§ **Instructions to follow**: Write out, exactly as they appear, only the lines running from the line with "Expected: for each instance of the jeep headlight" to the final line of the listing; include both.

··· Exercise input ···

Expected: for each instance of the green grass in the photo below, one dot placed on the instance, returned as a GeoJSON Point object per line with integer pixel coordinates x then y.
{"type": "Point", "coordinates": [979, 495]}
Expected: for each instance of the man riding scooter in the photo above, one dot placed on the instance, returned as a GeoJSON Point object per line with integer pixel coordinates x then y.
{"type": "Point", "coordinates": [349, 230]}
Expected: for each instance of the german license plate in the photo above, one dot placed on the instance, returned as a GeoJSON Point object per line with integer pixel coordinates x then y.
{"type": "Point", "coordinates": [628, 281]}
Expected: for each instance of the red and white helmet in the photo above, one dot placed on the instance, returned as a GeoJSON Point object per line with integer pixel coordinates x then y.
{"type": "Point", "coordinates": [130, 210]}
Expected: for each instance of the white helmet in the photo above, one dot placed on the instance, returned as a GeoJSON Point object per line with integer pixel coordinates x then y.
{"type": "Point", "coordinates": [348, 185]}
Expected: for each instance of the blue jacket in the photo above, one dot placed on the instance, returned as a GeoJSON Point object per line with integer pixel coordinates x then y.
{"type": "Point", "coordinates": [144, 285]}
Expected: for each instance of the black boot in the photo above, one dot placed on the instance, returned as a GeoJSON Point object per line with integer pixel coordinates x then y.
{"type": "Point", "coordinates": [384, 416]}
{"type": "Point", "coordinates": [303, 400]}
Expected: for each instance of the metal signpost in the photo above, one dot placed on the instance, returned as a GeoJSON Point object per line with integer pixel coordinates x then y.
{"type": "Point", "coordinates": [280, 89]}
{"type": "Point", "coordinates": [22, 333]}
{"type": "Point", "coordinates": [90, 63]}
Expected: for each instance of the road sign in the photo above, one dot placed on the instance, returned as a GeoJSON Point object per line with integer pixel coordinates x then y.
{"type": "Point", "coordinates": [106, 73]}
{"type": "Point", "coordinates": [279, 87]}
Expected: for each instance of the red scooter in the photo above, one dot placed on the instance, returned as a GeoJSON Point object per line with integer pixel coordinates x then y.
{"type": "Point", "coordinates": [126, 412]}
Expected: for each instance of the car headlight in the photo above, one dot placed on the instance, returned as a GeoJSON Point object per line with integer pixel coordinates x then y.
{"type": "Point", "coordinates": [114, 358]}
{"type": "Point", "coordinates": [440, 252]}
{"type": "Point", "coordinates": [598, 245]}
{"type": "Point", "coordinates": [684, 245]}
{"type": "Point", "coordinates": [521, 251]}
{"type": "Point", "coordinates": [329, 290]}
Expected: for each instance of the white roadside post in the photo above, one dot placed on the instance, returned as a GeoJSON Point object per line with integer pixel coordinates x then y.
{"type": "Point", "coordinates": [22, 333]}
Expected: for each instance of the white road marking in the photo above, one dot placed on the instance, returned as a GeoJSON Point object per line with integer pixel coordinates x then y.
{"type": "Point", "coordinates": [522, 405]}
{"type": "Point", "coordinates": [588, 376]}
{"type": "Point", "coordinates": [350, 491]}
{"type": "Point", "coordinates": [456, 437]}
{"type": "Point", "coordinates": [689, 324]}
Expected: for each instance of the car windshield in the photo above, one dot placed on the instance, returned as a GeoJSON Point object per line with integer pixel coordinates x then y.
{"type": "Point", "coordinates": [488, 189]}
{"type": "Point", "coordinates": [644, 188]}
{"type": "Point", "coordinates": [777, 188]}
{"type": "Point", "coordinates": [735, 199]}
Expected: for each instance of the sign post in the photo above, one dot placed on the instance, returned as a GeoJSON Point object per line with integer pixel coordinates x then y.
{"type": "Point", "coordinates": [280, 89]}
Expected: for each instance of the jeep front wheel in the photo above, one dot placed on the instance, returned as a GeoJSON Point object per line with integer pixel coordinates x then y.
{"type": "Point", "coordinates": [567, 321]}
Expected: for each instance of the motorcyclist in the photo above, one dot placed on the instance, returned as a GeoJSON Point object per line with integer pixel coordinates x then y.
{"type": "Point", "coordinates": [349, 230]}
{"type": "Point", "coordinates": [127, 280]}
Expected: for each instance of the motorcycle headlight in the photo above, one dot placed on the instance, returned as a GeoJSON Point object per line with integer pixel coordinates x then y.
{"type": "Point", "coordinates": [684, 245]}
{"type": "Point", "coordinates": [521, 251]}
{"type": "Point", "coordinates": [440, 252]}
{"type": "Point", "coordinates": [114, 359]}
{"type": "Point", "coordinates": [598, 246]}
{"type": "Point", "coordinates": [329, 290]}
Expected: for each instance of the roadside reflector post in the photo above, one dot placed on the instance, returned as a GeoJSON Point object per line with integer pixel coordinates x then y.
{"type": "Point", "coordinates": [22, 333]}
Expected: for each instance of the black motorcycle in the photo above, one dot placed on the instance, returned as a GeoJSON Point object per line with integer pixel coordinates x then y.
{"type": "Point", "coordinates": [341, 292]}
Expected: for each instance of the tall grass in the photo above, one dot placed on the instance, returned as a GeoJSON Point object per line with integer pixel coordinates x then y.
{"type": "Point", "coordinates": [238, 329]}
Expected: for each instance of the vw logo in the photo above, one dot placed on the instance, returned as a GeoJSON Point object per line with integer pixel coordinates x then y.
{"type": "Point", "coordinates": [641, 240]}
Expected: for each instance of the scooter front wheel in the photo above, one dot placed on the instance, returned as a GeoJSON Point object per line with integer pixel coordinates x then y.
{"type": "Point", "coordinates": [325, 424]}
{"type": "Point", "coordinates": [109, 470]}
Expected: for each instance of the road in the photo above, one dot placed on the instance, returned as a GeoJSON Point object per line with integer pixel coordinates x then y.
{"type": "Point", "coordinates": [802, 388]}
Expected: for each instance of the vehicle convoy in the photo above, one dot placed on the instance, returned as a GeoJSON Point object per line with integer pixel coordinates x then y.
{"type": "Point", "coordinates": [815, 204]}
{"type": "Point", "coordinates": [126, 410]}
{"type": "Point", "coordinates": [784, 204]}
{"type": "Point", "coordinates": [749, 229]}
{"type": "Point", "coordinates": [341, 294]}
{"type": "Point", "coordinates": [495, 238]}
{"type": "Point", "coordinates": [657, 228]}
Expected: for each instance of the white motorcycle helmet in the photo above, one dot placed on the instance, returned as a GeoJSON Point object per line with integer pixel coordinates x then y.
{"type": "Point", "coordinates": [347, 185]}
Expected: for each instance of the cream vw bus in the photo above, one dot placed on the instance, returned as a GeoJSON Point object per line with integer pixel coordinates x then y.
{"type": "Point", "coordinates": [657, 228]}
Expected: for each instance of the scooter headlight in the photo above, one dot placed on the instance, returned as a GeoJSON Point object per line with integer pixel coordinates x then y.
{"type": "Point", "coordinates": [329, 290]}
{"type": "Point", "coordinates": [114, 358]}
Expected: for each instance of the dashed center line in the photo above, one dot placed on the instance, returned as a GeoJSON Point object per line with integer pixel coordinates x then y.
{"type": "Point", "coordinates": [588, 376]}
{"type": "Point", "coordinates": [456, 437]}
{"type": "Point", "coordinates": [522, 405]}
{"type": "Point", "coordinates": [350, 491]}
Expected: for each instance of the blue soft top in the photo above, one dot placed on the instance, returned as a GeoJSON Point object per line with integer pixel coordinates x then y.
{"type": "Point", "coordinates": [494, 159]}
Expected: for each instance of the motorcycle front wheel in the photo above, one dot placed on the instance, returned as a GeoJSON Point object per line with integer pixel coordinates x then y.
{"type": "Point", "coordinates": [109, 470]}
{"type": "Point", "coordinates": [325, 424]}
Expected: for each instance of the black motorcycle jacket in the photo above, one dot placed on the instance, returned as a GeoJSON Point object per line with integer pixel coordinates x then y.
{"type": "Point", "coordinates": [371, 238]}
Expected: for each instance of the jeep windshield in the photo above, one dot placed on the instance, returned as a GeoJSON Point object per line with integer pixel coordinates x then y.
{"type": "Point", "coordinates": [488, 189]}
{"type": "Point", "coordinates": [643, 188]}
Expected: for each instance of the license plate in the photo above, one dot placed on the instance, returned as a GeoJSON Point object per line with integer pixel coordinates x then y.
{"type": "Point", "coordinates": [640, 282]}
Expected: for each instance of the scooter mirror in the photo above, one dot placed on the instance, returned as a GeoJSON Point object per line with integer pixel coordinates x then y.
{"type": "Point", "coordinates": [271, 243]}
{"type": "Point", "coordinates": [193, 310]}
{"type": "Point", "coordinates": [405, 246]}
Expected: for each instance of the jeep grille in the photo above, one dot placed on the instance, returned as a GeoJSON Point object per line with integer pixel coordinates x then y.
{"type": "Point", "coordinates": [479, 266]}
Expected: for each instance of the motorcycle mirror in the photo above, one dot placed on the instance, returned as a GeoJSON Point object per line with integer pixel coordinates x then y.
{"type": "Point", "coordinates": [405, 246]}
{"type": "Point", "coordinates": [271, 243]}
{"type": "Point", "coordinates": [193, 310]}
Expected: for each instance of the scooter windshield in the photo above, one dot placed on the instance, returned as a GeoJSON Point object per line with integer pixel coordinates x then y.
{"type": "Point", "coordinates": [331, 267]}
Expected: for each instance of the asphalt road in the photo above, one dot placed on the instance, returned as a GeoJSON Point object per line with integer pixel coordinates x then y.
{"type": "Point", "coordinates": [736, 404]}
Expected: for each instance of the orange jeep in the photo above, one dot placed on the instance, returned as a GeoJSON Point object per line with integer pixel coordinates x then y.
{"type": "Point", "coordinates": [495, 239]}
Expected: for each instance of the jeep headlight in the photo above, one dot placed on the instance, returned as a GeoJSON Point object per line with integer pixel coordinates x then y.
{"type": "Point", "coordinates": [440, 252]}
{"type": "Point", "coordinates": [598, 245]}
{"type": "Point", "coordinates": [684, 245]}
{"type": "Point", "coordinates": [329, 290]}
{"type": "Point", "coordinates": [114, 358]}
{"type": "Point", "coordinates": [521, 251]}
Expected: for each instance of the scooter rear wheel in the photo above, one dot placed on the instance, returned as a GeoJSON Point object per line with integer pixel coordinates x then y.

···

§ **Response area**:
Expected: for each instance of the jeep headlight in the photo above, one dot placed on the instance, returned as a GeoJSON Point object per line with integer pixel coordinates x then y.
{"type": "Point", "coordinates": [440, 252]}
{"type": "Point", "coordinates": [598, 245]}
{"type": "Point", "coordinates": [684, 245]}
{"type": "Point", "coordinates": [329, 290]}
{"type": "Point", "coordinates": [114, 358]}
{"type": "Point", "coordinates": [521, 251]}
Expected: for each instance of the scooter rear wheel in the photo above, one dot placed on the instance, returned as a GeoJSON Point object per line with integer pixel coordinates x then y.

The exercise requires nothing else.